TRECHO CITADO:
☆ ☆ ☆

Um conselho: privilegiar a simplicidade dos meios e dos gestos. Um ícone. Uma cruz. Uma Bíblia aberta. Começar com um belo sinal da cruz. Cada um tenha em si palavras como «Eis-me aqui Senhor».

4. Para rezar é preciso falar?
«Deixar que as preces se tornem oração é aceitar calar-se, deixar o silêncio estabelecer-se em nós, no esquecimento de nós mesmos, para nos concentrarmos nas palavras de Jesus, permitindo que o Espírito as grave nos nossos corações até que elas deem frutos de fé, esperança e caridade», refere o padre carmelita Dominique Steckx.
«Em seguida, pronunciar palavras breves e simples, como servo e amigo, perguntando: “Que queres que eu faça?”. A oração, como todo o encontro entre amigos, tem tonalidades diferentes como os dias.

☆ ☆ ☆

(Registros de marcação de pontos)
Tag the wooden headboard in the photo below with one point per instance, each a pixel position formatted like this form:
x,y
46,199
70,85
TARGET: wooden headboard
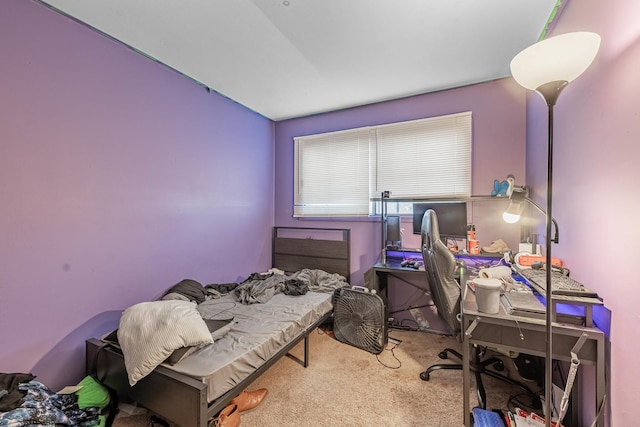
x,y
328,249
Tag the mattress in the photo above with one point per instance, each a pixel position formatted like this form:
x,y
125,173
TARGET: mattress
x,y
258,332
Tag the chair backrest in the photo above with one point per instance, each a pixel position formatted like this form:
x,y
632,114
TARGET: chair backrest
x,y
440,265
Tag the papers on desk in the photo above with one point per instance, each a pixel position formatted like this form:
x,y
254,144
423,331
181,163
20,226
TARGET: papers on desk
x,y
523,304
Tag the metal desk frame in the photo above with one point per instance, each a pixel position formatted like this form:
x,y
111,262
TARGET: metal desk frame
x,y
503,330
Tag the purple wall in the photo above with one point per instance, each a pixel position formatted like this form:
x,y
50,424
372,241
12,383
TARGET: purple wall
x,y
498,151
595,194
119,178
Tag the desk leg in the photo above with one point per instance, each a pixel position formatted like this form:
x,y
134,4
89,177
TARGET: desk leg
x,y
466,379
600,380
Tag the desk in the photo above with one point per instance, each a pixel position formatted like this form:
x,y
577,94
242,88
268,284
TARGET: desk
x,y
503,330
392,267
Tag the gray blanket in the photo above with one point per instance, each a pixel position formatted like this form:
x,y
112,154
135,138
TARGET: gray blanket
x,y
260,288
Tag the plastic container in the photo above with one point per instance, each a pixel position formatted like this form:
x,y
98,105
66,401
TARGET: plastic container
x,y
488,294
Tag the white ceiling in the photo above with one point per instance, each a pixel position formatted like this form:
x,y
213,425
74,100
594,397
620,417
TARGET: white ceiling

☆ ☆ ☆

INSTRUÇÃO 1:
Segundo o padre Dominique Steckx no trecho sobre a oração, para que serve aceitar calar-se e deixar o silêncio estabelecer-se em nós? Responda em uma a três frases.
INSTRUÇÃO 2:
Apresente a continuação do trecho sobre a oração, começando logo após a última frase.

RESPOSTA ESPERADA 1:
Serve para nos concentrarmos nas palavras de Jesus, no esquecimento de nós mesmos. Assim o Espírito pode gravá-las nos nossos corações até que deem frutos de fé, esperança e caridade.

RESPOSTA ESPERADA 2:
Às vezes, um versículo da Bíblia absorve-me e oferece-me a possibilidade de gozar a presença de Deus. Noutras ocasiões é-me suficiente pronunciar apenas o nome de Jesus para que Ele se torne presente. Contento-me então em olhá-lO e deixar-me olhar por Ele. Mas por vezes parece que Ele deixou de existir para mim. Crer, apesar de tudo, na sua presença em mim é um ato de fé na sua palavra. O Senhor não precisa de uma sirene para se fazer entender!»
Um conselho: «O silêncio abre a capacidade de receber Deus, começando por abandonar nas suas mãos o que somos, com as nossas fraquezas e neuroses», explica o P. Antoine de Augustin, formador no Seminário de Paris.

5. Como alimentar a oração?
O recurso regular à Escritura é indispensável para aprender a conhecer Aquele ao encontro de quem se vai, ao mesmo tempo que se procura dar corpo à sua Palavra. Seguindo os Padres do Deserto, os monges praticam na solidão uma leitura orante da Bíblia (lectio divina). Esta prática, adaptada, pode ser retomada por todos os cristãos.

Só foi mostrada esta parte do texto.